■ Source data
========

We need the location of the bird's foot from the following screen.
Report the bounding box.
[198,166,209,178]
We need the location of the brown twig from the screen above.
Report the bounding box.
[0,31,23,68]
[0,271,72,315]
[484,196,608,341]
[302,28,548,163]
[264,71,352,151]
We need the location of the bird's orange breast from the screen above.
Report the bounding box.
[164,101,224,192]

========

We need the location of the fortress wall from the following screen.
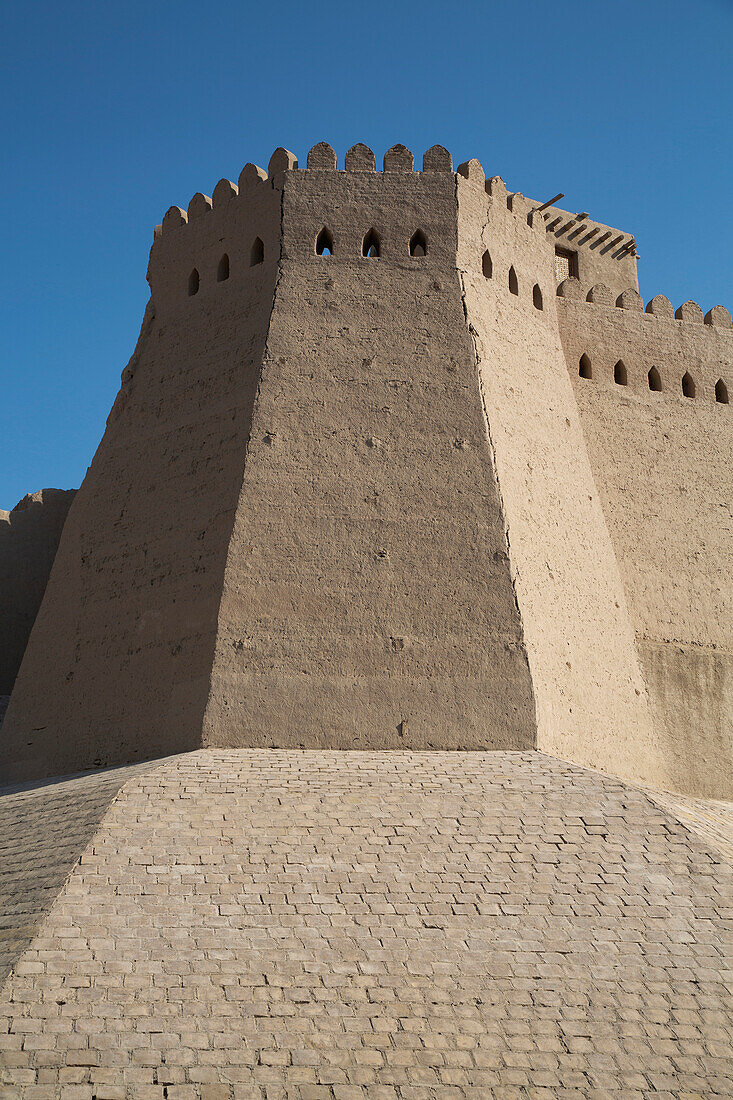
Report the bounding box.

========

■ Exercise
Express the stretch of lines from the one containing "We need the location of the brown" through the one containing "[164,101,224,192]", both included, as a JSON list of strings with one string per line and blank lines left out.

■ Response
[
  "We need the location of the brown twig from the screen above.",
  "Report the bounding box.",
  "[0,31,23,68]",
  "[0,271,72,315]",
  "[484,196,608,341]",
  "[302,28,548,163]",
  "[264,71,352,151]",
  "We need the location of the bird's orange breast from the screen above.",
  "Report the bounding box.",
  "[164,101,224,192]"
]